[Start Available records]

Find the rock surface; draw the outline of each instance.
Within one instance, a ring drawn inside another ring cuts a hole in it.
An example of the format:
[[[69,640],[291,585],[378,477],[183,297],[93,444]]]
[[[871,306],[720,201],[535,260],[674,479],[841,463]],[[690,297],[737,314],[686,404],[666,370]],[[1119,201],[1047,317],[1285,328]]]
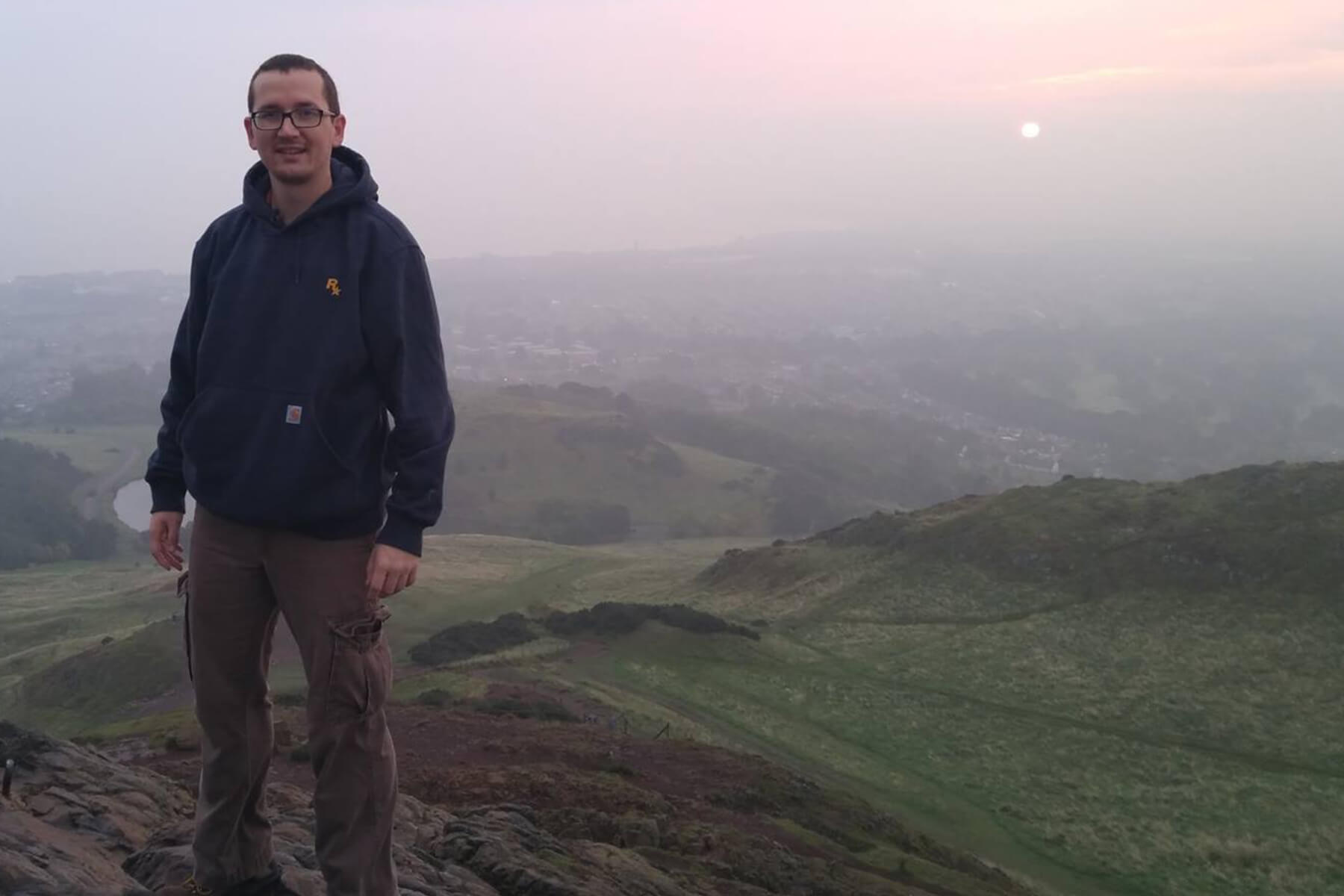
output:
[[[801,819],[796,823],[828,829],[825,818],[844,807],[829,806],[814,785],[747,756],[695,744],[630,743],[622,762],[641,770],[637,785],[625,766],[624,774],[586,771],[594,758],[583,748],[593,732],[579,725],[543,725],[543,731],[534,723],[414,716],[398,721],[409,727],[403,733],[415,744],[405,751],[402,783],[421,797],[403,793],[398,806],[394,842],[401,896],[1028,892],[966,856],[943,854],[931,842],[888,837],[945,869],[942,885],[923,888],[906,875],[875,873],[879,869],[839,846],[821,850],[781,838],[782,830],[769,818],[793,817]],[[426,720],[431,724],[422,724]],[[511,763],[543,744],[547,762],[491,766],[485,756],[493,754],[477,755],[469,764],[449,756],[426,762],[419,754],[427,754],[429,744],[417,743],[411,732],[435,724],[448,724],[460,747],[473,754],[466,731],[476,724],[481,737],[509,747],[499,755],[507,752]],[[509,727],[512,742],[503,736]],[[12,795],[0,799],[4,896],[146,896],[191,873],[194,759],[159,755],[153,762],[169,776],[0,721],[3,758],[16,762]],[[282,760],[273,767],[267,799],[274,852],[294,891],[321,896],[312,794],[300,768]],[[711,799],[706,801],[691,793],[689,780],[710,770],[719,782],[707,790]],[[453,810],[441,803],[452,803]],[[738,814],[727,814],[724,803]],[[860,829],[878,823],[859,821]],[[969,875],[965,880],[973,884],[949,888],[952,869]]]

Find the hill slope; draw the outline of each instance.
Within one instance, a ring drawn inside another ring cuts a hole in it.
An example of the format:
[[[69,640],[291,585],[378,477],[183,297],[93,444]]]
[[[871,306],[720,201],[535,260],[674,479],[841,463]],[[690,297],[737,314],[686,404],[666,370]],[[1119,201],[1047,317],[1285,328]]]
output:
[[[1331,892],[1340,535],[1340,465],[874,514],[702,574],[775,660],[621,674],[1066,892]]]

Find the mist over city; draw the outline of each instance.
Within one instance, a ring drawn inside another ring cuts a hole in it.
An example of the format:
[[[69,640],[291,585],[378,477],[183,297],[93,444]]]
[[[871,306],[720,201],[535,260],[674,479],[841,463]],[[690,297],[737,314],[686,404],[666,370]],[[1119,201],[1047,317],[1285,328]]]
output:
[[[1344,892],[1336,4],[0,40],[0,892]]]

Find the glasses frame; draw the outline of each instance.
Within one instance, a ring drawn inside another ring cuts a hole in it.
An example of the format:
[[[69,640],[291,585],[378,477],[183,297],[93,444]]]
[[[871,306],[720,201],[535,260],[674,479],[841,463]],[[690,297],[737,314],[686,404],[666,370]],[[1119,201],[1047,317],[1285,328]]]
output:
[[[296,111],[316,111],[317,113],[317,121],[313,122],[313,124],[310,124],[310,125],[301,125],[301,124],[298,124],[294,120],[294,113]],[[261,122],[257,121],[257,116],[274,116],[274,114],[280,116],[280,124],[276,125],[274,128],[262,128]],[[290,109],[289,111],[281,111],[280,109],[259,109],[257,111],[249,113],[247,117],[251,118],[253,128],[255,128],[257,130],[276,132],[276,130],[281,130],[285,126],[285,120],[286,118],[289,120],[289,124],[294,125],[294,128],[298,129],[298,130],[312,130],[313,128],[320,128],[321,126],[323,118],[328,118],[328,117],[329,118],[336,118],[337,114],[335,111],[328,111],[328,110],[321,109],[319,106],[300,106],[298,109]]]

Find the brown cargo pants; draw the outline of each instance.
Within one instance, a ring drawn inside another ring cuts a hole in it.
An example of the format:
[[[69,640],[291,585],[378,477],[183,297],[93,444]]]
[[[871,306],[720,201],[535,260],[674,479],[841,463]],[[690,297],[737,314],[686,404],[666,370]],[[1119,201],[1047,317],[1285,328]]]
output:
[[[308,676],[314,845],[329,896],[395,896],[396,758],[384,704],[387,611],[364,572],[374,535],[323,541],[196,508],[187,580],[187,665],[202,729],[195,877],[216,892],[271,868],[266,772],[270,666],[285,615]]]

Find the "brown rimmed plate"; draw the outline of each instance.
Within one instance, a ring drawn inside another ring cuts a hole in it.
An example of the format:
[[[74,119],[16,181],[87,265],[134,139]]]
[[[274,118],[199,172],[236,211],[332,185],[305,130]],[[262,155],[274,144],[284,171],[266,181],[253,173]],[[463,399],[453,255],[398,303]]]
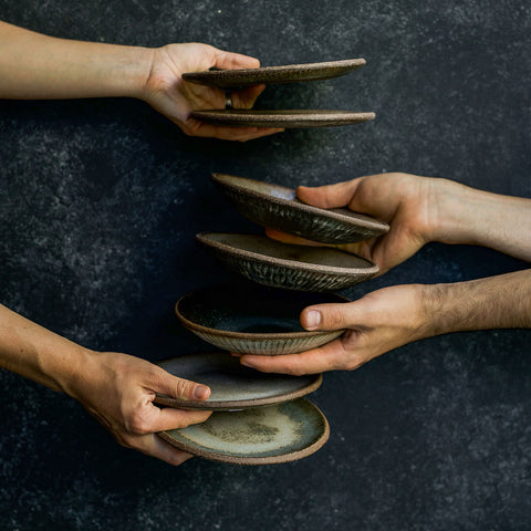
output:
[[[157,395],[155,402],[186,409],[233,410],[293,400],[321,386],[321,374],[290,376],[260,373],[244,367],[227,352],[187,354],[157,365],[179,378],[210,387],[205,400],[179,400]]]
[[[309,305],[343,303],[332,293],[303,293],[261,287],[205,288],[181,296],[178,320],[201,340],[240,354],[294,354],[335,340],[344,330],[305,331],[299,321]]]
[[[200,85],[235,88],[260,84],[330,80],[332,77],[347,74],[364,64],[364,59],[345,59],[342,61],[262,66],[259,69],[187,72],[183,74],[183,79]]]
[[[249,280],[299,291],[334,291],[371,279],[378,267],[330,247],[282,243],[258,235],[200,232],[196,239]]]
[[[280,185],[212,174],[214,183],[238,211],[251,221],[321,243],[352,243],[377,237],[389,226],[347,208],[312,207],[296,198],[296,191]]]
[[[194,111],[190,115],[195,119],[215,125],[233,125],[238,127],[331,127],[339,125],[354,125],[374,119],[374,113],[354,113],[351,111],[323,110],[210,110]]]
[[[176,448],[238,465],[289,462],[317,451],[330,427],[305,398],[237,413],[215,412],[204,423],[157,434]]]

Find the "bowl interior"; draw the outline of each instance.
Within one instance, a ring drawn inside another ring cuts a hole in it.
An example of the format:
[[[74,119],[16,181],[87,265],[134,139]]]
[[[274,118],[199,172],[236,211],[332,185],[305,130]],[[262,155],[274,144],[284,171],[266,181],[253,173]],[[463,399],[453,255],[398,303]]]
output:
[[[368,270],[373,262],[330,247],[294,246],[257,235],[206,233],[207,240],[228,246],[235,250],[248,251],[277,260],[290,260],[326,268]]]
[[[195,291],[177,303],[177,313],[208,329],[248,334],[305,332],[301,311],[312,304],[345,302],[335,294],[218,287]]]

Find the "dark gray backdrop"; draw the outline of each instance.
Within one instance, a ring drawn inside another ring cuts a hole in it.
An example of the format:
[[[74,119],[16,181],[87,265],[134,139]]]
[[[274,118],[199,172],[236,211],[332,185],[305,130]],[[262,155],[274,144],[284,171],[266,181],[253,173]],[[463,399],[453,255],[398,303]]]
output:
[[[233,277],[194,235],[259,230],[211,171],[295,186],[404,170],[531,197],[527,1],[3,0],[0,19],[82,40],[208,42],[264,65],[367,60],[335,81],[269,87],[259,105],[376,121],[244,145],[185,137],[137,101],[0,102],[1,302],[92,348],[152,361],[204,348],[173,304]],[[346,294],[524,267],[430,244]],[[529,529],[530,346],[527,331],[454,334],[327,374],[313,395],[326,446],[257,468],[171,468],[3,371],[0,528]]]

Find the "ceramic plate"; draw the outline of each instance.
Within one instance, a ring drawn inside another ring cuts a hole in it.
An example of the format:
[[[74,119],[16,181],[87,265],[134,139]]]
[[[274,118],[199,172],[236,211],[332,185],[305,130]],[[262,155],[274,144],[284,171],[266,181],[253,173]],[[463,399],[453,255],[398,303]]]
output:
[[[158,434],[180,450],[238,465],[302,459],[319,450],[329,435],[326,418],[305,398],[239,413],[212,413],[204,424]]]
[[[240,127],[331,127],[333,125],[353,125],[374,119],[374,113],[353,113],[351,111],[248,111],[212,110],[194,111],[191,117],[216,125],[236,125]]]
[[[292,400],[321,385],[320,374],[289,376],[260,373],[244,367],[226,352],[188,354],[158,363],[168,373],[210,387],[205,402],[178,400],[157,395],[155,402],[187,409],[242,409]]]
[[[226,232],[201,232],[196,238],[233,271],[274,288],[342,290],[378,272],[375,263],[330,247],[294,246],[264,236]]]
[[[192,291],[175,305],[177,317],[204,341],[242,354],[293,354],[315,348],[344,331],[306,332],[299,322],[312,304],[347,302],[334,294],[226,285]]]
[[[344,61],[264,66],[261,69],[187,72],[183,74],[183,79],[200,85],[231,88],[260,85],[262,83],[294,83],[299,81],[330,80],[352,72],[364,64],[364,59],[347,59]]]
[[[389,226],[347,208],[305,205],[296,191],[260,180],[214,174],[212,180],[246,218],[262,227],[321,243],[352,243],[387,232]]]

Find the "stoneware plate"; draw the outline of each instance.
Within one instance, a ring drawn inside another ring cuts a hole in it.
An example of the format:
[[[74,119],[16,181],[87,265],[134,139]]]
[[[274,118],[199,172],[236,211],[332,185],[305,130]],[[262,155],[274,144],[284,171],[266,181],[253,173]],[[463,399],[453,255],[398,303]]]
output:
[[[273,288],[342,290],[378,272],[375,263],[330,247],[295,246],[264,236],[226,232],[200,232],[196,239],[233,271]]]
[[[312,393],[321,385],[320,374],[289,376],[260,373],[244,367],[227,352],[188,354],[159,362],[158,365],[179,378],[210,387],[205,400],[178,400],[157,395],[155,402],[186,409],[230,410],[279,404]]]
[[[374,113],[353,113],[351,111],[248,111],[240,108],[194,111],[191,117],[216,125],[240,127],[331,127],[333,125],[354,125],[374,119]]]
[[[246,218],[262,227],[321,243],[352,243],[387,232],[389,226],[347,208],[305,205],[296,191],[260,180],[212,174],[212,180]]]
[[[315,348],[344,331],[306,332],[299,322],[312,304],[347,302],[335,294],[225,285],[192,291],[175,305],[177,317],[201,340],[241,354],[293,354]]]
[[[283,66],[264,66],[261,69],[187,72],[183,74],[183,79],[200,85],[231,88],[260,85],[262,83],[295,83],[299,81],[330,80],[352,72],[364,64],[364,59],[346,59],[324,63],[288,64]]]
[[[217,412],[204,424],[157,434],[195,456],[238,465],[270,465],[310,456],[329,439],[324,415],[305,398],[238,413]]]

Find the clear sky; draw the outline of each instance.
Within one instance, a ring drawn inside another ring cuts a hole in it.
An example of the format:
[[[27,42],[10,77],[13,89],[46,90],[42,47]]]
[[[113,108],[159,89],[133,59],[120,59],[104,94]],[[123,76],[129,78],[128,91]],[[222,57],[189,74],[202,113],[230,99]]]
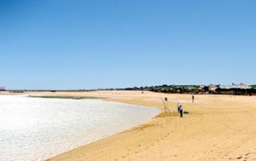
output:
[[[0,86],[256,83],[254,0],[0,0]]]

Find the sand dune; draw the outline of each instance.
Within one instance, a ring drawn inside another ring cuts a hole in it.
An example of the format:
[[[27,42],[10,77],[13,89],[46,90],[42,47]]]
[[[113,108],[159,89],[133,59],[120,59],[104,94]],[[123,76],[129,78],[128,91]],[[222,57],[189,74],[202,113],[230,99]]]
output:
[[[52,93],[44,93],[49,95]],[[164,95],[141,91],[55,93],[108,97],[111,101],[157,106],[168,98],[189,114],[155,117],[148,123],[49,160],[256,160],[256,97]]]

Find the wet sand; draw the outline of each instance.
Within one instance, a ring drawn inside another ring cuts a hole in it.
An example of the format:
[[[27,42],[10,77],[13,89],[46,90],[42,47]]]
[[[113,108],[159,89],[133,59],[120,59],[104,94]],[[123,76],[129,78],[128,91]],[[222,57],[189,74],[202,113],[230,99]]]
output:
[[[42,93],[40,93],[42,94]],[[167,97],[175,113],[83,146],[49,160],[256,160],[256,97],[165,95],[141,91],[57,92],[44,95],[108,97],[157,106]],[[189,114],[181,118],[177,102]]]

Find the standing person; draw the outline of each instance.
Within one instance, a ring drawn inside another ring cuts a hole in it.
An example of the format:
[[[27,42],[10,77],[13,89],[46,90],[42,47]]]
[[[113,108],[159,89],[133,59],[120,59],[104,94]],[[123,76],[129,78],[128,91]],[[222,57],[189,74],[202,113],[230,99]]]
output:
[[[177,103],[177,112],[179,113],[179,109],[180,109],[180,105],[179,105],[179,103]]]
[[[183,109],[182,105],[180,105],[179,106],[179,114],[180,114],[180,118],[183,117]]]

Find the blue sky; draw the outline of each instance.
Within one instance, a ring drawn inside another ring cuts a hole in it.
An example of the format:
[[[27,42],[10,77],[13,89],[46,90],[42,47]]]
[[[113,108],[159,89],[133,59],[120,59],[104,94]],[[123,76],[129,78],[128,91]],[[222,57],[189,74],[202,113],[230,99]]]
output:
[[[256,83],[254,0],[0,0],[0,85]]]

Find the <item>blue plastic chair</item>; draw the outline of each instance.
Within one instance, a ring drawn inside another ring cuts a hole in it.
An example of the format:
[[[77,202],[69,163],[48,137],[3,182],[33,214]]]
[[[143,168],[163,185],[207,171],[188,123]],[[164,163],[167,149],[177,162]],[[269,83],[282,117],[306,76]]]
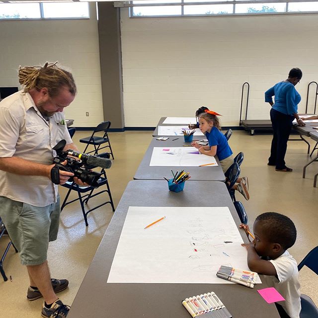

[End Available records]

_Problem_
Rewrite the lines between the one holding "Find the mist" and the one holding "[[[1344,892],[1336,4],[0,40],[0,892]]]", inclusive, as a numbered list, leaving out any blank lines.

_Solved problem_
1. Find the mist over city; draw the outline of each instance.
2. Within one instance, a ring drawn inside another ring cuts a hole in it.
3. An example of the format:
4. [[[69,640],[291,585],[378,477],[183,297],[93,444]]]
5. [[[871,306],[720,201],[535,260],[674,479],[841,463]],[[690,297],[737,314],[686,404],[666,370]],[[1119,201],[1047,317],[1285,328]]]
6. output:
7. [[[1344,892],[1336,4],[0,40],[0,892]]]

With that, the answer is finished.